- [AIM OF THE TASK]:
Copy out every line of the data exactly.

━━━━

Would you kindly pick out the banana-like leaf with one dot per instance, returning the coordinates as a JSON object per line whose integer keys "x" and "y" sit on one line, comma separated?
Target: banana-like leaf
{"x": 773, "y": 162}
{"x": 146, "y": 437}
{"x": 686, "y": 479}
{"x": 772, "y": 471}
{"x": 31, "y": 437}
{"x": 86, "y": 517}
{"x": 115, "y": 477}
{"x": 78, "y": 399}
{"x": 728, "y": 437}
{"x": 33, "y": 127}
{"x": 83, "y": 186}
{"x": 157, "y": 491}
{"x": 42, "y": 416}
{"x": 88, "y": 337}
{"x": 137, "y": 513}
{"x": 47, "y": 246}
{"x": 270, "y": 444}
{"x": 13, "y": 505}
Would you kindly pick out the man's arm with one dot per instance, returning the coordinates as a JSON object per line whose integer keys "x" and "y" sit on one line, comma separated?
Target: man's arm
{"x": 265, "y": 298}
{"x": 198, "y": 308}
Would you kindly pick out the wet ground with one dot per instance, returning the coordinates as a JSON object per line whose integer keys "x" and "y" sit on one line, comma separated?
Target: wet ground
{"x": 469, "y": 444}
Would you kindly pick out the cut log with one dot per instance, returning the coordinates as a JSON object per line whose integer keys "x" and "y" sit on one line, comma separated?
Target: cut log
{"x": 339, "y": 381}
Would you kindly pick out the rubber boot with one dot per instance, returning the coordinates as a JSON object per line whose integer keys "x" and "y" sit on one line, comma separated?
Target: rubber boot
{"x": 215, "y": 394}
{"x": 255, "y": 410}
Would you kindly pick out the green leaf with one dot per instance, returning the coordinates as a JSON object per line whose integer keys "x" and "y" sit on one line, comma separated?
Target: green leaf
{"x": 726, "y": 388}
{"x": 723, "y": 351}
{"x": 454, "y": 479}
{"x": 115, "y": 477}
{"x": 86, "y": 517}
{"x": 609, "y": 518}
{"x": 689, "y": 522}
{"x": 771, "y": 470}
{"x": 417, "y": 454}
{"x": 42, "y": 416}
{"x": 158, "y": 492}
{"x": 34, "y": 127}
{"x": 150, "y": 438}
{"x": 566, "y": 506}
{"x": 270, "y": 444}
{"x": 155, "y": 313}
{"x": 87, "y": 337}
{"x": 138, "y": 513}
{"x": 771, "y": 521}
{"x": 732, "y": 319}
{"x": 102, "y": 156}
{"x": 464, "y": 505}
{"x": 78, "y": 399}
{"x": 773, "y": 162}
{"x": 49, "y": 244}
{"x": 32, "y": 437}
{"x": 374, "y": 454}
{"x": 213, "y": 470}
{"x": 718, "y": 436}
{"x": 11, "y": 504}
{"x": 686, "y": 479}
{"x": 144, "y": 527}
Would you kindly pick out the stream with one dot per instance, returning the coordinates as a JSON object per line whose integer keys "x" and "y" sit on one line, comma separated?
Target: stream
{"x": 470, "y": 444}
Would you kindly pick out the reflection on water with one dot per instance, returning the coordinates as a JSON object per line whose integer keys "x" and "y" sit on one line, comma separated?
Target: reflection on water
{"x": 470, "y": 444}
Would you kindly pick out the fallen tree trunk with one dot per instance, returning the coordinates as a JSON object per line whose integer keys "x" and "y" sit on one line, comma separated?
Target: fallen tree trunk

━━━━

- [IN RESPONSE]:
Would you kindly pick out the banana-like leaf with one dot per instance, returning the coordinates as a JSON object per line whose integer keys "x" and "y" sit on one line, comma separated?
Target: banana-like leaf
{"x": 773, "y": 162}
{"x": 146, "y": 437}
{"x": 686, "y": 479}
{"x": 772, "y": 471}
{"x": 31, "y": 437}
{"x": 86, "y": 517}
{"x": 115, "y": 477}
{"x": 78, "y": 399}
{"x": 728, "y": 437}
{"x": 33, "y": 127}
{"x": 83, "y": 186}
{"x": 157, "y": 491}
{"x": 42, "y": 416}
{"x": 88, "y": 337}
{"x": 137, "y": 513}
{"x": 47, "y": 246}
{"x": 270, "y": 444}
{"x": 13, "y": 505}
Would you kindly pick out the man's arm with one dot per instance, returning the coordinates as a JSON object per line whose integer keys "x" and "y" sit on one line, comma separated?
Target: man's arm
{"x": 265, "y": 298}
{"x": 198, "y": 308}
Would you kindly pick out the wet ground with one dot per instance, returning the coordinates as a JSON object per line whose integer keys "x" and "y" sit on one line, comma separated?
Target: wet ground
{"x": 469, "y": 444}
Would you kindly pick out the cut log with one dot per instance, returning the coordinates as a JSON object per line whose integer keys "x" and "y" sit on one line, comma separated?
Target: cut log
{"x": 339, "y": 381}
Would you kindly pick out the rubber boot with one dot per instance, returning the coordinates as a JSON object per line whose integer keys "x" and "y" sit on one line, comma separated?
Target: rubber boot
{"x": 215, "y": 394}
{"x": 255, "y": 410}
Would you kindly pick out the green leaf with one dot per instance, returning the coordinates as a JSON object per line whose integer keys "x" and "y" sit on one line, comma separated?
Target: green leaf
{"x": 726, "y": 388}
{"x": 723, "y": 351}
{"x": 454, "y": 479}
{"x": 115, "y": 477}
{"x": 86, "y": 517}
{"x": 609, "y": 518}
{"x": 689, "y": 522}
{"x": 771, "y": 470}
{"x": 417, "y": 454}
{"x": 42, "y": 416}
{"x": 158, "y": 492}
{"x": 34, "y": 127}
{"x": 150, "y": 438}
{"x": 566, "y": 506}
{"x": 270, "y": 444}
{"x": 155, "y": 313}
{"x": 87, "y": 337}
{"x": 138, "y": 513}
{"x": 771, "y": 521}
{"x": 732, "y": 319}
{"x": 102, "y": 156}
{"x": 464, "y": 505}
{"x": 78, "y": 399}
{"x": 773, "y": 162}
{"x": 49, "y": 244}
{"x": 32, "y": 437}
{"x": 374, "y": 454}
{"x": 213, "y": 470}
{"x": 718, "y": 436}
{"x": 11, "y": 504}
{"x": 686, "y": 479}
{"x": 144, "y": 527}
Would you kindly pick out the stream with one dot per instance, returning the coordinates as a JSON object per line whose integer keys "x" and "y" sit on one line, comma separated?
Target: stream
{"x": 470, "y": 444}
Would you kindly pick out the reflection on water with one dot per instance, returning the coordinates as a JSON object per line whose integer keys "x" and "y" sit on one line, comma separated?
Target: reflection on water
{"x": 470, "y": 444}
Would you kindly pick out the fallen tree trunk with one dot per instance, returning the coordinates as a JSON object per line whose integer keys "x" and "y" sit on one line, comma separated?
Target: fallen tree trunk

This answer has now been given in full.